[ENUNCIADO]: Dê continuidade ao texto sobre a entrevista do advogado do general Augusto Heleno, começando logo após a última frase apresentada.

[TEXTO FORNECIDO]:

------

Advogado do general Augusto Heleno, Matheus Milanez avalia que a condução do caso relativo à trama golpista pelo ministro Alexandre de Moraes no STF (Supremo Tribunal Federal) pode impactar na atuação de magistrados de instâncias inferiores, empoderando “maus juízes”.
Em entrevista à Folha, ele defende que o relator não pode ter protagonismo durante a instrução do processo. “O problema de decisões de alto escalão que ferem direitos fundamentais não é o bom juiz. Esse vai continuar sendo bom. O problema é o mau juiz”, diz.
Milanez estreou na corte como advogado principal de um caso ao defender o ex-chefe do GSI (Gabinete de Segurança Institucional) da gestão Jair Bolsonaro. Ainda que já tivesse atuado em outras operações ruidosas, afirma que o volume de provas e a velocidade da tramitação da ação penal o surpreenderam.
O volume de material somado ao pouco tempo de análise gerou, na avaliação dele, o cerceamento do direito de defesa. Além disso, ele acredita ter provado a inocência de Heleno e, portanto, que os recursos têm o potencial de anular a condenação de 21 anos de prisão imposta ao cliente.

------

[DADOS EXIBIDOS]:

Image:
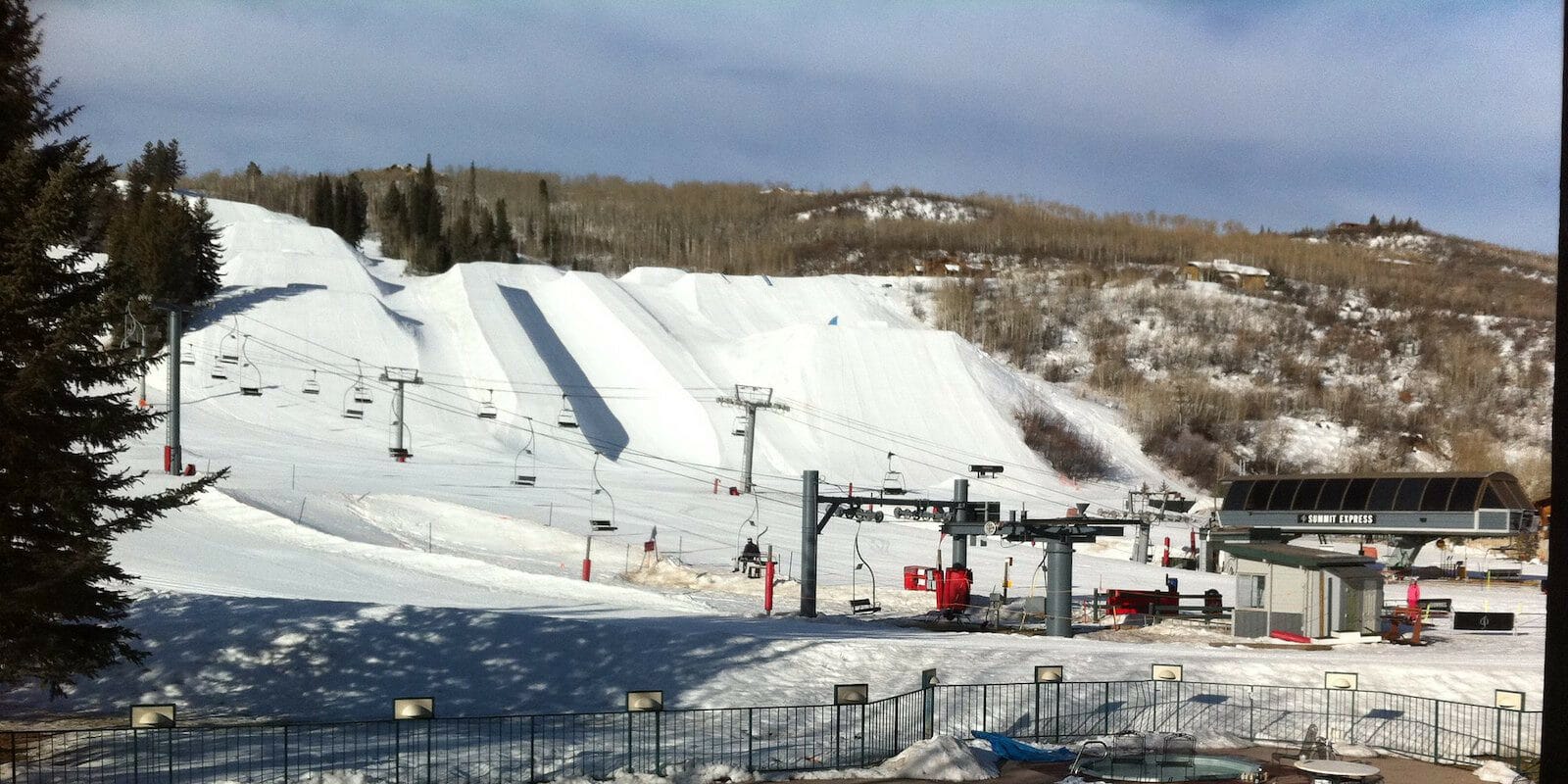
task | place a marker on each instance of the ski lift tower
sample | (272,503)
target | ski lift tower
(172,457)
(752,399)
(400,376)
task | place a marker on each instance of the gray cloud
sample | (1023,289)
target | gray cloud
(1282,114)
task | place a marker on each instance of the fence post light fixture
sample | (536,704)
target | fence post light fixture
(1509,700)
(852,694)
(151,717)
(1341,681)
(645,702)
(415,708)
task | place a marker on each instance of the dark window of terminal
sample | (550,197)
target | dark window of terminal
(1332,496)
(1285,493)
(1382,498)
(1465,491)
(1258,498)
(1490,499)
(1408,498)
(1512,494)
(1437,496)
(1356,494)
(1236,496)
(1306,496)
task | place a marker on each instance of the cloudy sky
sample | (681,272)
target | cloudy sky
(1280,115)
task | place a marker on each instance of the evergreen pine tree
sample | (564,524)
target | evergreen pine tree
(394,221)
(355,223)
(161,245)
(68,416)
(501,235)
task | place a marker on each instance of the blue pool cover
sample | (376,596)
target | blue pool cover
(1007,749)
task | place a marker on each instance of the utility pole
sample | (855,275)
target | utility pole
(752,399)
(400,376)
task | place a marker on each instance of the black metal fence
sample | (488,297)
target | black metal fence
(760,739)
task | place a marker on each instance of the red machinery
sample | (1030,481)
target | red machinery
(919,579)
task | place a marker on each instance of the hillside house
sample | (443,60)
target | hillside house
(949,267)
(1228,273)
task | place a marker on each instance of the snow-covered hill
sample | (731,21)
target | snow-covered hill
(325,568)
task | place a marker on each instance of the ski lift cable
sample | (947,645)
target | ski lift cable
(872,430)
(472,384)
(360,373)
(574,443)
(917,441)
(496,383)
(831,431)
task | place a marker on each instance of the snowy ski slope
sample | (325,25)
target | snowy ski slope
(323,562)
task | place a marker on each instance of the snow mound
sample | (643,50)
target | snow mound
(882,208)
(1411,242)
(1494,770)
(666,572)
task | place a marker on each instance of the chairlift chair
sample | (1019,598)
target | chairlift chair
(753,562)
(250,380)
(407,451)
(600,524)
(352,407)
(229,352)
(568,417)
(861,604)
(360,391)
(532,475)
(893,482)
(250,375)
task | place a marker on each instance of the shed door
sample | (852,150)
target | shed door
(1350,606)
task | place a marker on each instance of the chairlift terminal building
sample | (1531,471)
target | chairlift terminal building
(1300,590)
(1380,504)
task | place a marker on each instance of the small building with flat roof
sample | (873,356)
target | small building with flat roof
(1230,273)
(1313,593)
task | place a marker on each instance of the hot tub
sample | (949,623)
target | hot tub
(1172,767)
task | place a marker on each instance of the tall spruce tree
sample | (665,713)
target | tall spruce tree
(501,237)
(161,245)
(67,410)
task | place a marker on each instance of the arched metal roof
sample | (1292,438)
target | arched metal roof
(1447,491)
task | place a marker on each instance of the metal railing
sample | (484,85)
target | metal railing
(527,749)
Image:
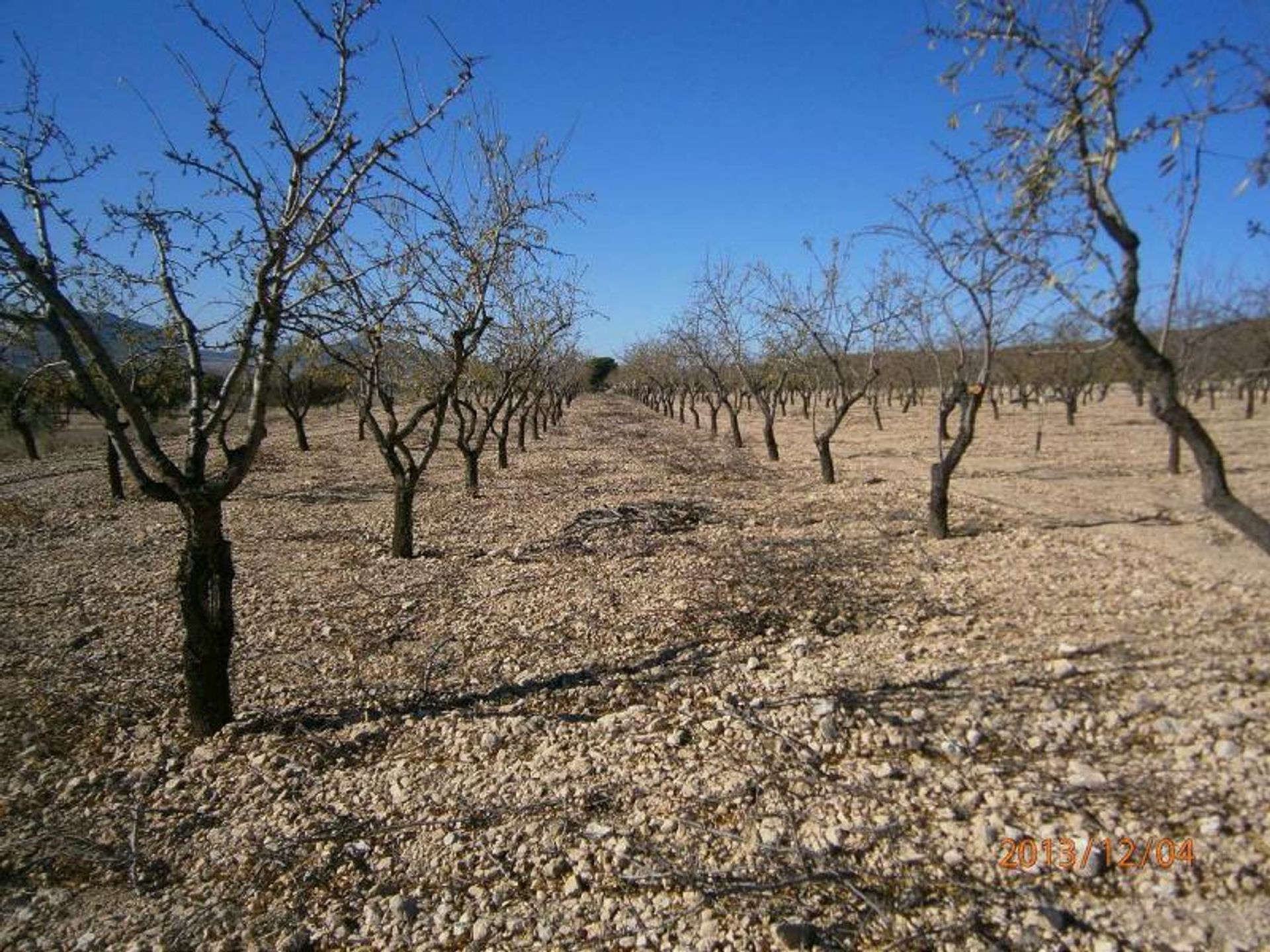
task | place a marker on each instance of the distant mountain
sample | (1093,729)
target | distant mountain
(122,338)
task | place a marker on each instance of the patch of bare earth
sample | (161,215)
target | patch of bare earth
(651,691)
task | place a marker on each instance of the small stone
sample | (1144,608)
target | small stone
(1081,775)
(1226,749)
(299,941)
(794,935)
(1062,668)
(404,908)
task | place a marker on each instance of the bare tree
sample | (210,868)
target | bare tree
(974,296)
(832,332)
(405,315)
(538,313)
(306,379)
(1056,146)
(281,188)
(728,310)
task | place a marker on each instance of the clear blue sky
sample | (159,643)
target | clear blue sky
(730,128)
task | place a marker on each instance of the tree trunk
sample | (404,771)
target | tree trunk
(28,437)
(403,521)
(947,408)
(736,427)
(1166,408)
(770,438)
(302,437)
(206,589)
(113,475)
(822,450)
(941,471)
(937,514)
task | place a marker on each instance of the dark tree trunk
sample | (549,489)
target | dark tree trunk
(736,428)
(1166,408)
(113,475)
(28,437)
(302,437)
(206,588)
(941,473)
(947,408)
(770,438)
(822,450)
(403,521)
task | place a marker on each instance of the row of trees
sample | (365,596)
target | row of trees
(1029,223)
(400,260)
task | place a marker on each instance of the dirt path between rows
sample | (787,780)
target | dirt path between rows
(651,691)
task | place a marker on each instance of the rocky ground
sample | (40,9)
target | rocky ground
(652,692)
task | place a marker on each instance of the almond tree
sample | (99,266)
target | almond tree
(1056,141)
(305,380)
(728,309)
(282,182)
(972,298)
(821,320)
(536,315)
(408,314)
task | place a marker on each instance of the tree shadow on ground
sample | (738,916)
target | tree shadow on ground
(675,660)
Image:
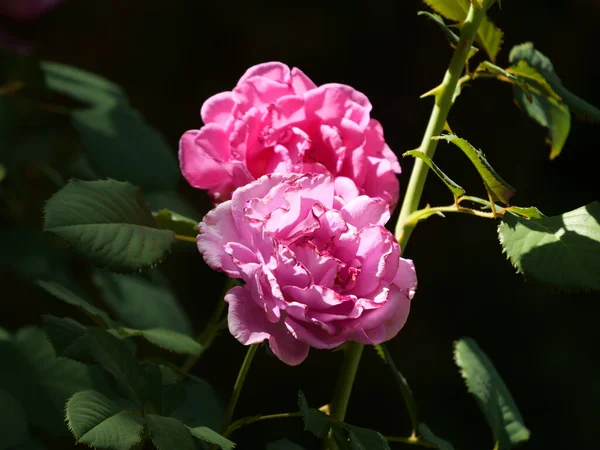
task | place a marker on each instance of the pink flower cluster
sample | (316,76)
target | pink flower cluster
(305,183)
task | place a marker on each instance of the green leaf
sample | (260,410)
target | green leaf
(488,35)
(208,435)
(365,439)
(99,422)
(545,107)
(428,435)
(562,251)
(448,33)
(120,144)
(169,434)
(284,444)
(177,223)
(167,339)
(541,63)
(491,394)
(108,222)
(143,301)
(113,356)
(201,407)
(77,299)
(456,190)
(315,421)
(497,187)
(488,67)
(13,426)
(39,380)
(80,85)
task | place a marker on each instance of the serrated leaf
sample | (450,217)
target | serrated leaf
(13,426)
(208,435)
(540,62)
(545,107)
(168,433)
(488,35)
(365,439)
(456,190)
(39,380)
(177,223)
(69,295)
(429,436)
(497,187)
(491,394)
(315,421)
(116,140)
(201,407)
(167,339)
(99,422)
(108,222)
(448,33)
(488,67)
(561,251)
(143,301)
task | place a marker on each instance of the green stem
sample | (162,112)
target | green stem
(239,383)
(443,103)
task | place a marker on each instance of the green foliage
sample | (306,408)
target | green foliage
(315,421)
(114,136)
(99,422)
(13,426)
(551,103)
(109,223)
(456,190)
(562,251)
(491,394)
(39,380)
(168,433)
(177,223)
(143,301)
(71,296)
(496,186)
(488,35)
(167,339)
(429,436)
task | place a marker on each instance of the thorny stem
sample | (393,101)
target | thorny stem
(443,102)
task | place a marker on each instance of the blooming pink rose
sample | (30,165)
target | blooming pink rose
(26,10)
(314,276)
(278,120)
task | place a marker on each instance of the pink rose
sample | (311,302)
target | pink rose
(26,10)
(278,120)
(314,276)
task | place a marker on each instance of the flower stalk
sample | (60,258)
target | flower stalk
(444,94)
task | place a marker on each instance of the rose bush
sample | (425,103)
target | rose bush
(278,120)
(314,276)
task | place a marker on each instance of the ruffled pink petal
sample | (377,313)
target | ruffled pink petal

------

[RESULTADO DA TAREFA]:
O advogado criticou também a PGR (Procuradoria-Geral da República) por não produzir novas provas ao longo do processo e os ministros da corte, por não darem respostas aos questionamentos das defesas.
Muitas das defesas se queixaram da falta de resposta dos ministros às questões levantadas por elas. Isso ocorreu no caso do Heleno? Sim, em especial sobre o sistema acusatório e o inquisitivo. Não é que ele [Alexandre de Moraes] não pudesse fazer perguntas, mas não pode ter o protagonismo. Começa com excesso de perguntas, passa para o fato de ele investigar ativamente testemunhas, culmina em pedir a consignação de perguntas na ata [da audiência]. O juiz pode participar da instrução probatória, fazer perguntas. Complementares. Academicamente, tem linhas que defendem que o juiz perguntar seria irregular. Se ele pergunta, está assumindo um lado. Na dúvida, é favorável ao réu.
No caso do Heleno, que fez uso parcial do direito ao silêncio, o ideal seria o ministro não ter pontuado as questões que faria? O silêncio não pode ser usado em prejuízo contra ele. Alguns entendem que consignar as perguntas é uma continuação do interrogatório, e aí incorreria até em um possível crime, da Lei de Abuso de Autoridade. Mas o que a gente vê é que viola o direito ao silêncio.
Como isso vai ser visto pelo TRF, TJ, juiz de primeiro grau? O problema de decisões de alto escalão que ferem direitos fundamentais não é o bom juiz. Esse vai continuar sendo bom. O problema é o mau juiz. Ele vai ver essa decisão e pensar: “Então eu posso verificar? Vou perguntar mais”. O papel do julgador não é esse. Ele não participa do jogo. Igual ao árbitro de futebol.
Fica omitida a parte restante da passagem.